_MATERIAL FOR THE TASK_
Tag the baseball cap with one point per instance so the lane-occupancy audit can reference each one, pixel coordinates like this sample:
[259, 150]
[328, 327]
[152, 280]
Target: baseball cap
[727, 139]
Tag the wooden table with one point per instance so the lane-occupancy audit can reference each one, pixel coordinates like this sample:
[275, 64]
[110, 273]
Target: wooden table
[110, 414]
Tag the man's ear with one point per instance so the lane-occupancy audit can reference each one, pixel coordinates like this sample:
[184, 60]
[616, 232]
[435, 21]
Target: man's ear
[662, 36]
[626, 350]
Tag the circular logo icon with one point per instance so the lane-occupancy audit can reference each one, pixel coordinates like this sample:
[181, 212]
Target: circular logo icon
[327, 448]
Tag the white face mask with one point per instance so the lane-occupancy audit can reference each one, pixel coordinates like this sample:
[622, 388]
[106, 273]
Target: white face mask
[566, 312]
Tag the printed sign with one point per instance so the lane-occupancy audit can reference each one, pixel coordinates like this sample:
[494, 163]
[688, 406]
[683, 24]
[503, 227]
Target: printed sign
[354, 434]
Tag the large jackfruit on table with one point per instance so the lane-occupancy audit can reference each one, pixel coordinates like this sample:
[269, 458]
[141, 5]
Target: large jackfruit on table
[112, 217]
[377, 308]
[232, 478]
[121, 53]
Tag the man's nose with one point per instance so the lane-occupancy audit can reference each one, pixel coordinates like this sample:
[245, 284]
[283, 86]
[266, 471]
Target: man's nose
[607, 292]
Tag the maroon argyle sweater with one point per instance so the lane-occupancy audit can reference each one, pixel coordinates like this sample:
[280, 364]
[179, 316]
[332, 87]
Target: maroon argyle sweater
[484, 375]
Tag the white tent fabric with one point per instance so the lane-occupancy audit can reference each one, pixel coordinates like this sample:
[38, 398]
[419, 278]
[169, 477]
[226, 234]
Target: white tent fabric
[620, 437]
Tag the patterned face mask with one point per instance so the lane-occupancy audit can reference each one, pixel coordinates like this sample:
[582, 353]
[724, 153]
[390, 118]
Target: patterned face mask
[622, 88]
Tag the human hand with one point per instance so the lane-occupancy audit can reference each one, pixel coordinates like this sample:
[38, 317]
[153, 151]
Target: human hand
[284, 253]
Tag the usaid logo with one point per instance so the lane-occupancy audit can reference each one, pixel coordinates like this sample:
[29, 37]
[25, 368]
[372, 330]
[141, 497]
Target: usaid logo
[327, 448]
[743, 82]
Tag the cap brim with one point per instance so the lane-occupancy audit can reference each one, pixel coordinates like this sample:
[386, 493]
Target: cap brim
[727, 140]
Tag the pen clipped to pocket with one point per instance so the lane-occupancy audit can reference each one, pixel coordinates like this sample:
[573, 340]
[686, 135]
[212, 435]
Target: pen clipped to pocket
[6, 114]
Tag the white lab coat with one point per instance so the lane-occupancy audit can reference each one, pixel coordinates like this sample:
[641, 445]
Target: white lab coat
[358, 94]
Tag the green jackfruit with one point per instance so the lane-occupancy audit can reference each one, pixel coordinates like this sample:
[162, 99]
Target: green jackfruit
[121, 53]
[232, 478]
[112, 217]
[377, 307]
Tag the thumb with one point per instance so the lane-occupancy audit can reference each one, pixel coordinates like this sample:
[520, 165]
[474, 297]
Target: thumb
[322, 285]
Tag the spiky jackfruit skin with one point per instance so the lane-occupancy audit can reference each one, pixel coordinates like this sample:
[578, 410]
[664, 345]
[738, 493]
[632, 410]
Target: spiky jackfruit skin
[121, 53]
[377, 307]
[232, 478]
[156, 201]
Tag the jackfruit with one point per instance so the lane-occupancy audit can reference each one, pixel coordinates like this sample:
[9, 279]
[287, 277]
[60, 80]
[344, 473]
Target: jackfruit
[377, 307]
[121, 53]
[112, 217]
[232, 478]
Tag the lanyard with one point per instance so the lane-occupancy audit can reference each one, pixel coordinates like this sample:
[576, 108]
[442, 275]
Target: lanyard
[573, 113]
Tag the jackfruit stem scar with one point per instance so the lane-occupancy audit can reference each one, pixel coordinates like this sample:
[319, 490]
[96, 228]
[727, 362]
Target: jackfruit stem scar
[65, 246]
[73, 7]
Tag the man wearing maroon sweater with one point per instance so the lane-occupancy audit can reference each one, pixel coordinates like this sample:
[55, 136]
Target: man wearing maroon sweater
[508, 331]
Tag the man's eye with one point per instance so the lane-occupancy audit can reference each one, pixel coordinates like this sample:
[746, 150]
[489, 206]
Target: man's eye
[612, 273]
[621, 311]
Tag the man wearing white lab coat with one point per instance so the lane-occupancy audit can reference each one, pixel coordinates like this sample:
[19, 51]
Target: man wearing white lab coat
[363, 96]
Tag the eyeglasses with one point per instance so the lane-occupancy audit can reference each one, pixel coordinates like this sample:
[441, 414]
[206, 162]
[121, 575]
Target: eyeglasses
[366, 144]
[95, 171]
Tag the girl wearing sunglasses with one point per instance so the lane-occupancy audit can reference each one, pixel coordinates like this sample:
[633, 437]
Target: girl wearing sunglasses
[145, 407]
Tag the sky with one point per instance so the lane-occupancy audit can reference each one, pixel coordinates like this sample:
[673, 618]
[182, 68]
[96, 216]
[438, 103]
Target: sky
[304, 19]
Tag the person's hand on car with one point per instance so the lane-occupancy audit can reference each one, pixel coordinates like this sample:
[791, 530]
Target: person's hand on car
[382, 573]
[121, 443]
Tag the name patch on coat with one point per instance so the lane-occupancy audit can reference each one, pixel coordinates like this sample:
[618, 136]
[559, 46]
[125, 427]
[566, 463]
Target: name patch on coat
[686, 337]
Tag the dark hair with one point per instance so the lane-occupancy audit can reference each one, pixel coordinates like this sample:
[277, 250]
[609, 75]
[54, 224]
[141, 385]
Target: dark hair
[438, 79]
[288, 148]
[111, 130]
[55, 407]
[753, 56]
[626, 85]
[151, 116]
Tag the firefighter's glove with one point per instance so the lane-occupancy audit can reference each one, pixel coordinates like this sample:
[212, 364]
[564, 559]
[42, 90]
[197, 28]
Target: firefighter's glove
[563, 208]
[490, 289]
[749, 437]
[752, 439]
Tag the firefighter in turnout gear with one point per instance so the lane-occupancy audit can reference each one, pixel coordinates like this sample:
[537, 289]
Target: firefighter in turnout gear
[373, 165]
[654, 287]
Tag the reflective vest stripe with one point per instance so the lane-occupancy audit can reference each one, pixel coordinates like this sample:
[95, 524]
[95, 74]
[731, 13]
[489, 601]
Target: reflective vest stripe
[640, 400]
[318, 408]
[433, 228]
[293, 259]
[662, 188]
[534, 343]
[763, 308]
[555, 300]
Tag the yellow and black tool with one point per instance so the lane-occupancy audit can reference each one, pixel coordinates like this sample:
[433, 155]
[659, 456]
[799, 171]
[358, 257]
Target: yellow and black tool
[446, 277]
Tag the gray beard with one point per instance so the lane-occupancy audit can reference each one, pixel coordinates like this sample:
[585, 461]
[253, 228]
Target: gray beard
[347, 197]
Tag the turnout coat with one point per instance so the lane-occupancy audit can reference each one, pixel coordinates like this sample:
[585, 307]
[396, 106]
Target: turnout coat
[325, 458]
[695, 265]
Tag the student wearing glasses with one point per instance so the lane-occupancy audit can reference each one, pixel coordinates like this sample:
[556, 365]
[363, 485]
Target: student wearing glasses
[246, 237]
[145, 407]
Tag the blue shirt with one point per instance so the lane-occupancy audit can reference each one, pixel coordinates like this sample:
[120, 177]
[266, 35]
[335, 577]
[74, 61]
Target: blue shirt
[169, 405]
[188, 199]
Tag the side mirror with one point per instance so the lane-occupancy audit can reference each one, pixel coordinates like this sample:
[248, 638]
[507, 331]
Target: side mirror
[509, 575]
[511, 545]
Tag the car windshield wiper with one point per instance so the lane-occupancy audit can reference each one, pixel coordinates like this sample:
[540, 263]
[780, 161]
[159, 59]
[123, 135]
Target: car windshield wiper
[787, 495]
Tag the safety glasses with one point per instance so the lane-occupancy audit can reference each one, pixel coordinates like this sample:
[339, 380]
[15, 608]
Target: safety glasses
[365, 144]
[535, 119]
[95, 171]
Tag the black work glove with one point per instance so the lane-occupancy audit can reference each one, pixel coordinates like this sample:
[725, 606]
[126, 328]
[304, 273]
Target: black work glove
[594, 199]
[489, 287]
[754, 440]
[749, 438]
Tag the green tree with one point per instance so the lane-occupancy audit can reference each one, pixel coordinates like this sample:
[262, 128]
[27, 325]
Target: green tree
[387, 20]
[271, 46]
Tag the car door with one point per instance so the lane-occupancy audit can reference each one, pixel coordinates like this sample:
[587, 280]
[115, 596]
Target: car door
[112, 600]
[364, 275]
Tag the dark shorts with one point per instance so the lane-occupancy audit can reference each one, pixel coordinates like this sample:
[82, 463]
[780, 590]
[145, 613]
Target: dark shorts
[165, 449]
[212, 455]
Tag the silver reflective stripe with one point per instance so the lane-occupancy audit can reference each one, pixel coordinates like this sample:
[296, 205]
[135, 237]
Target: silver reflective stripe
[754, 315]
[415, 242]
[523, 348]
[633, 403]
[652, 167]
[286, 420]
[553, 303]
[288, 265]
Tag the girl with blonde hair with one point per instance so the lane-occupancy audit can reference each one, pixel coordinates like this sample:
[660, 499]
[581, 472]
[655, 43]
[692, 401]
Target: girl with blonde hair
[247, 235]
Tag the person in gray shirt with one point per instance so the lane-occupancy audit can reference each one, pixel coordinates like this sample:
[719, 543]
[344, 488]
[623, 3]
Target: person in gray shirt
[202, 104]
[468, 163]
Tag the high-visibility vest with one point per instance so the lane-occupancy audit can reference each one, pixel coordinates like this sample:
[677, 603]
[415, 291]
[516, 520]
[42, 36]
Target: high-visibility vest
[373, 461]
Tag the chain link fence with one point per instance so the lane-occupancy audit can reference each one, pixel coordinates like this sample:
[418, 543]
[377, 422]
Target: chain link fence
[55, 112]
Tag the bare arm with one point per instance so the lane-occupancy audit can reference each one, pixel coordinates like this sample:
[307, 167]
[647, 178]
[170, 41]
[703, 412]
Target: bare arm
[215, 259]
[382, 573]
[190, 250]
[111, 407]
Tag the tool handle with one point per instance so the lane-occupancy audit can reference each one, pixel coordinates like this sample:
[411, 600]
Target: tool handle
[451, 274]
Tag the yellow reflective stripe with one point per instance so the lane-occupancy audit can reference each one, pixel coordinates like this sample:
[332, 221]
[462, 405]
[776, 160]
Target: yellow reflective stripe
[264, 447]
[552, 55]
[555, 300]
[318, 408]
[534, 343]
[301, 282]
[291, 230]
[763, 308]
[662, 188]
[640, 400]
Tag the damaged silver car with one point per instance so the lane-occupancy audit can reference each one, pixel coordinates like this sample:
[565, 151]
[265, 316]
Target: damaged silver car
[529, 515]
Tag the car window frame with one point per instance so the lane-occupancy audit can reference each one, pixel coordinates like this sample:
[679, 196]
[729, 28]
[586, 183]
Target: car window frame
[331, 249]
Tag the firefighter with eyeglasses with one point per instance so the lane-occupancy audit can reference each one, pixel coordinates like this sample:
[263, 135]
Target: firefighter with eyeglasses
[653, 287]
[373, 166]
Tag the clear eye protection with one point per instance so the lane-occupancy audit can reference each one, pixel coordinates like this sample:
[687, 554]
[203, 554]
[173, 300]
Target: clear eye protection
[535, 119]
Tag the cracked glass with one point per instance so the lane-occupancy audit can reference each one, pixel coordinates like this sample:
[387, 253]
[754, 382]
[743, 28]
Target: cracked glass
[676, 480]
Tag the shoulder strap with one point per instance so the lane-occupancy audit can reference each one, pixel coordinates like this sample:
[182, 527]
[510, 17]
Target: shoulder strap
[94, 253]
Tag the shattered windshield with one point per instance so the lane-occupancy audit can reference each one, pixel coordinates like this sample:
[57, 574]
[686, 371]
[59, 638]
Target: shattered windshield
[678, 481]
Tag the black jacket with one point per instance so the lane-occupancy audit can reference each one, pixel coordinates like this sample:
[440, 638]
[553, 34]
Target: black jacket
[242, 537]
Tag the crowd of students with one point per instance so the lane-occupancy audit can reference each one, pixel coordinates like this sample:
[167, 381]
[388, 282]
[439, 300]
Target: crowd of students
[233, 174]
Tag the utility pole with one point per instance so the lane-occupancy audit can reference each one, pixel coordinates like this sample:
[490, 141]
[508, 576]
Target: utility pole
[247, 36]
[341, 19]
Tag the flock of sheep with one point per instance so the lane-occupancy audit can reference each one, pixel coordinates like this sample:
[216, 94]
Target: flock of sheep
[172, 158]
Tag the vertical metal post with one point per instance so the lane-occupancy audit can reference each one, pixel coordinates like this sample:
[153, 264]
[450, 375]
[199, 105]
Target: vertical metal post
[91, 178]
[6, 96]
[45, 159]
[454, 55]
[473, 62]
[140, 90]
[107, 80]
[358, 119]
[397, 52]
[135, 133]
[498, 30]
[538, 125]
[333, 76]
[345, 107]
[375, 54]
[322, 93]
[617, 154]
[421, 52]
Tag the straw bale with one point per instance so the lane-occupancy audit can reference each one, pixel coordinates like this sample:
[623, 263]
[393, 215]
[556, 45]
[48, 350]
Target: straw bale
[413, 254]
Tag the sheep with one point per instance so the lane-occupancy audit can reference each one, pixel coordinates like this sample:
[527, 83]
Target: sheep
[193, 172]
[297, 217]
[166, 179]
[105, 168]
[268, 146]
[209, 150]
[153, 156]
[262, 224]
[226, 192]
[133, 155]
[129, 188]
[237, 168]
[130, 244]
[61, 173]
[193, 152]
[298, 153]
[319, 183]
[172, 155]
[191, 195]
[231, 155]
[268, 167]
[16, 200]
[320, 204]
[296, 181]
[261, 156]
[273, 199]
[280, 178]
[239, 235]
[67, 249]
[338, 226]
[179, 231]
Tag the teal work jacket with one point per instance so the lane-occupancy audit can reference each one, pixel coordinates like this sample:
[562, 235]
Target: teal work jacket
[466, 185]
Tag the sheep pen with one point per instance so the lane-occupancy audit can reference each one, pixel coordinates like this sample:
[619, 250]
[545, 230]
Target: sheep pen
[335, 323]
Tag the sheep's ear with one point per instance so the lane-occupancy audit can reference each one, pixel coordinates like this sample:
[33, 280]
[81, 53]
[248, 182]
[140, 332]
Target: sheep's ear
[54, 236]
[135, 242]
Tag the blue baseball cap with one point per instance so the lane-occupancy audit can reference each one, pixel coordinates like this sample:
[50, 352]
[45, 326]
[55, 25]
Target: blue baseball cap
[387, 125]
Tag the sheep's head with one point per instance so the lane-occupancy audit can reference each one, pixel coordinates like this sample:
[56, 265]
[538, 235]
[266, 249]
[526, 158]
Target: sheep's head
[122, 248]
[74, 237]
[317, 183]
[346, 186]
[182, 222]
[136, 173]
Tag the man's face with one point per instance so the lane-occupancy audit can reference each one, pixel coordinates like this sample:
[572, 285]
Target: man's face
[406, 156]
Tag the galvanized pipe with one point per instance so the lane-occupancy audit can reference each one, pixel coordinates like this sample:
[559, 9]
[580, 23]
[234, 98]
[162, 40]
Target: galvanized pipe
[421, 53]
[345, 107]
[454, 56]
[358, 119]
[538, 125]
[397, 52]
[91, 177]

_DIRECTIONS_
Output the line containing "Tag the teal" and all lines after it to the end of the records, exactly as given.

_WRITTEN ANSWER_
Tag the teal work jacket with one point per instance so the lane-occupancy audit can reference each one, pixel coordinates like this sample:
[562, 235]
Target: teal work jacket
[466, 185]
Tag the sheep pen with one point per instance so the lane-occupancy audit can reference each one, pixel coordinates like this sample:
[619, 250]
[545, 230]
Target: sheep pen
[335, 323]
Tag the sheep's ear with one point per instance so the lane-occupancy audit can reference each one, pixel coordinates like this sample:
[33, 280]
[81, 53]
[248, 182]
[140, 332]
Target: sheep's ear
[54, 236]
[135, 242]
Tag the blue baseball cap with one point per instance so the lane-occupancy audit can reference each one, pixel coordinates like this sample:
[50, 352]
[45, 326]
[55, 25]
Target: blue baseball cap
[387, 125]
Tag the sheep's head with one point per instance so the lane-occupancy audit can reference each one, pixel coordinates like this sample:
[56, 265]
[538, 235]
[266, 249]
[526, 158]
Target: sheep's head
[122, 248]
[74, 237]
[317, 183]
[346, 186]
[182, 222]
[136, 173]
Tag the man's face with one point per instance so the lane-occupancy audit can reference each one, pixel coordinates like this sample:
[572, 285]
Target: man's face
[406, 156]
Tag the galvanized pipe with one point per instance so the lane-occupancy audit can reference each one, pixel coordinates like this sample:
[559, 9]
[580, 23]
[234, 98]
[162, 40]
Target: galvanized pipe
[421, 53]
[345, 107]
[454, 56]
[358, 119]
[538, 125]
[397, 52]
[91, 177]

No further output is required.